**** STUDY MATERIAL ****

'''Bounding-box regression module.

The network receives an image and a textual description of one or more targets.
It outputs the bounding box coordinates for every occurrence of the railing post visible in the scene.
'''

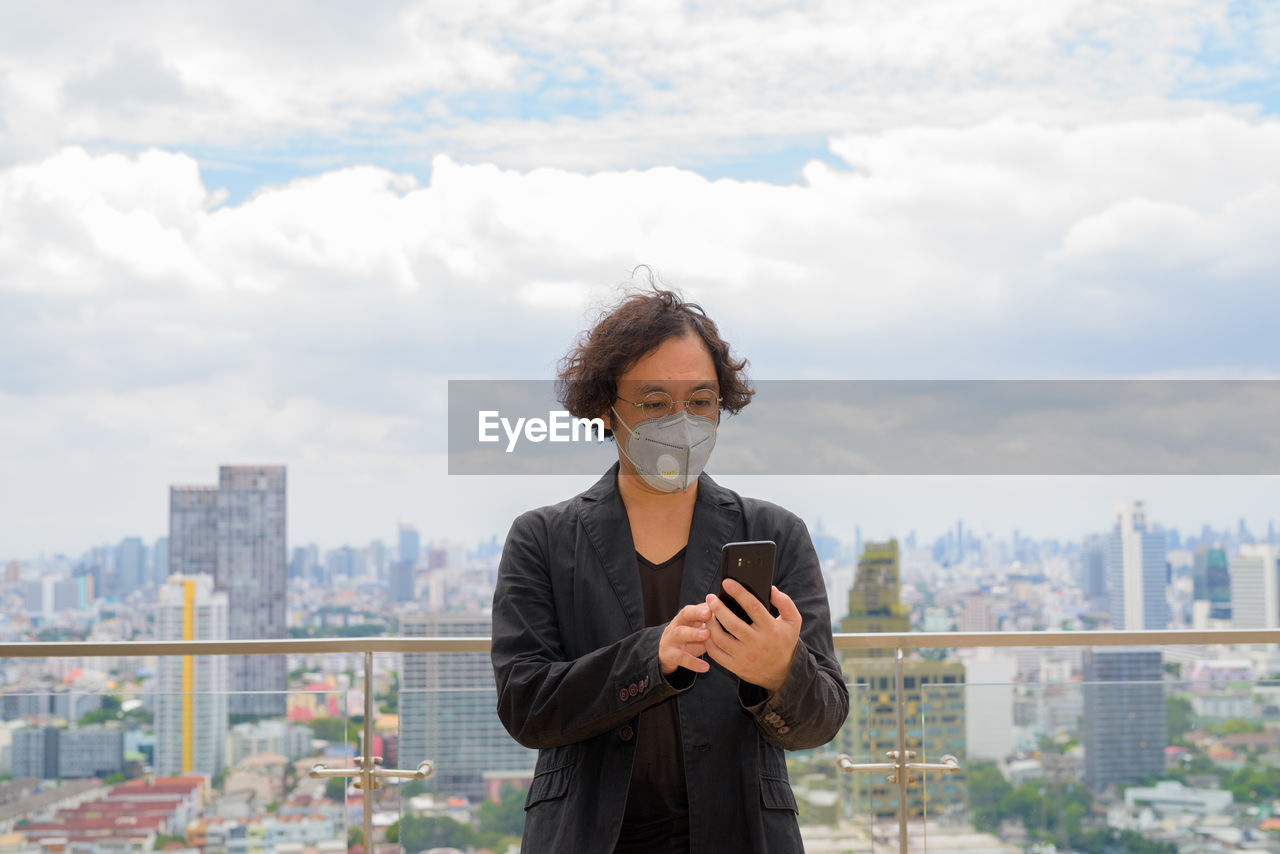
[363,650,374,850]
[309,650,434,850]
[896,648,908,854]
[836,643,962,854]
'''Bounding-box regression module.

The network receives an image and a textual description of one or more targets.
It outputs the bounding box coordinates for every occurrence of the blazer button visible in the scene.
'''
[777,725,791,735]
[619,725,635,741]
[620,688,630,702]
[629,683,639,697]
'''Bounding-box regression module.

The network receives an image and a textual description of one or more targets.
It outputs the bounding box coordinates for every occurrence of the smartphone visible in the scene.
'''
[716,540,777,625]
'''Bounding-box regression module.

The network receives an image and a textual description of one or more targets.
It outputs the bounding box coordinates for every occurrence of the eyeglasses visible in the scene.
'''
[616,389,721,420]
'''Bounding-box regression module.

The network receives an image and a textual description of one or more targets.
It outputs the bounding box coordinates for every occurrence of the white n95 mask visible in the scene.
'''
[612,408,717,493]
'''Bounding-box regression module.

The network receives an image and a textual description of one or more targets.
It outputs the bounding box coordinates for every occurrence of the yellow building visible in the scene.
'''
[840,541,966,818]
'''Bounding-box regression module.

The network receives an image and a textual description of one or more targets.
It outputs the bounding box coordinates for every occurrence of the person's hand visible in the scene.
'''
[705,580,802,694]
[659,603,712,676]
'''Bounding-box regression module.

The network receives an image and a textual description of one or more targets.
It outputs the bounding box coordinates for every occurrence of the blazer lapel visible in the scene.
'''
[578,465,645,633]
[680,474,742,605]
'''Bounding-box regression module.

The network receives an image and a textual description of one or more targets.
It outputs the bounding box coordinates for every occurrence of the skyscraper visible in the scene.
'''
[169,486,218,577]
[1229,544,1280,630]
[169,465,287,716]
[1080,534,1107,608]
[116,537,145,595]
[399,612,534,802]
[218,465,287,716]
[155,574,229,778]
[153,536,169,586]
[398,522,420,566]
[1106,501,1168,630]
[1082,648,1165,790]
[841,540,910,652]
[840,541,965,817]
[1193,545,1231,621]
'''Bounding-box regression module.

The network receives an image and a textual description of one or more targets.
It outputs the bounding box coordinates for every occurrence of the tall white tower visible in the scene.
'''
[1230,544,1280,629]
[1107,501,1168,630]
[155,574,228,778]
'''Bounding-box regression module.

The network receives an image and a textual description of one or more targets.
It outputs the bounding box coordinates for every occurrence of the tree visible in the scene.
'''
[309,717,352,745]
[1225,767,1280,801]
[477,784,527,837]
[966,761,1013,833]
[399,779,429,799]
[325,777,347,802]
[1221,717,1263,736]
[1166,695,1194,743]
[391,814,478,854]
[152,834,187,850]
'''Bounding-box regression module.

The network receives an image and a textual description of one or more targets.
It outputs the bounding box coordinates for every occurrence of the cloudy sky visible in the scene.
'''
[3,0,1279,560]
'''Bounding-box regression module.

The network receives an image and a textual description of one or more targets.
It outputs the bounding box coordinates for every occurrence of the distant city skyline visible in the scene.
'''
[8,473,1280,565]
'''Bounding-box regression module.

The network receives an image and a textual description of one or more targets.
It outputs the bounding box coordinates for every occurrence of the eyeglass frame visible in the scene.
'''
[614,389,722,420]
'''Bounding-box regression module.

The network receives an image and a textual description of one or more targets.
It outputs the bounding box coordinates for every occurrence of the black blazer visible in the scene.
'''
[491,465,849,853]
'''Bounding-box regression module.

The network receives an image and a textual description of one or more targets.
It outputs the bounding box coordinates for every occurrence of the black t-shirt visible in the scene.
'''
[615,547,690,854]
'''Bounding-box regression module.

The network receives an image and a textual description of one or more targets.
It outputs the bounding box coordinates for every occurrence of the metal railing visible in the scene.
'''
[4,627,1279,853]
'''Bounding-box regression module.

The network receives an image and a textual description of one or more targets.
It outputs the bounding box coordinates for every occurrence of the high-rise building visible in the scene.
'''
[169,486,218,577]
[169,466,287,716]
[964,654,1015,761]
[155,574,229,778]
[368,539,388,582]
[840,541,965,817]
[399,613,534,802]
[1229,545,1280,630]
[841,541,910,653]
[1082,648,1165,790]
[153,536,169,586]
[390,561,415,603]
[1106,501,1168,630]
[1080,534,1107,608]
[116,537,145,595]
[218,465,287,716]
[398,523,420,566]
[1193,545,1231,621]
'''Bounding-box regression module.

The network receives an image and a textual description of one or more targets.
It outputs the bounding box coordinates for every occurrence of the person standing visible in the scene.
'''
[492,285,848,853]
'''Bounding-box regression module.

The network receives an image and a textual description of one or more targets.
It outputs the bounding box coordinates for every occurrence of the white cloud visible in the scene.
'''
[1,0,1275,172]
[3,1,1280,555]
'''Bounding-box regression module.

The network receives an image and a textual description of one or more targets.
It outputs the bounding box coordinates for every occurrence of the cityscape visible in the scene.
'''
[3,463,1280,853]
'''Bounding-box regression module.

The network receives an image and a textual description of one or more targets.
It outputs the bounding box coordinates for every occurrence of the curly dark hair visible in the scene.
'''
[557,281,754,438]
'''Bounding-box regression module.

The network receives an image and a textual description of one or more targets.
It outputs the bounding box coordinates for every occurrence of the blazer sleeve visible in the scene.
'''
[738,511,849,750]
[491,508,692,750]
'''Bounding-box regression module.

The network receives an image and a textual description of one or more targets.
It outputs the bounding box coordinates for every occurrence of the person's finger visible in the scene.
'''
[679,651,711,673]
[704,635,732,667]
[705,602,744,654]
[674,602,712,626]
[771,586,802,625]
[722,578,772,623]
[706,592,750,638]
[677,625,710,644]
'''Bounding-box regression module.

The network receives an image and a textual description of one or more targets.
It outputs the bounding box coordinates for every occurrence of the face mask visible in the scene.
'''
[612,407,717,493]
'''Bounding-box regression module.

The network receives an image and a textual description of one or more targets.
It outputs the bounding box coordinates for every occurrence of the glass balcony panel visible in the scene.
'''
[917,648,1273,854]
[807,680,873,852]
[0,686,351,851]
[393,684,534,854]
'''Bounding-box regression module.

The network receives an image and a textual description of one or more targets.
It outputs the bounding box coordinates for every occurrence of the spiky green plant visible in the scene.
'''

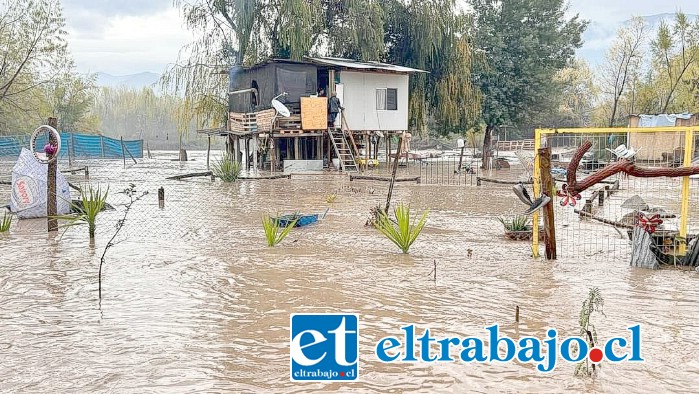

****

» AIM OF THE TASK
Show every line above in which the word "person" appears.

» TASK OUTPUT
It outputs the bounding box coordinates for every occurrence of the person's hand visible in the scene.
It outputs the bounding box coordinates for every occurrence of the person standing visible in the scene.
It outputs the bounding box coordinates for every occurrence of the person's finger visible in the scene.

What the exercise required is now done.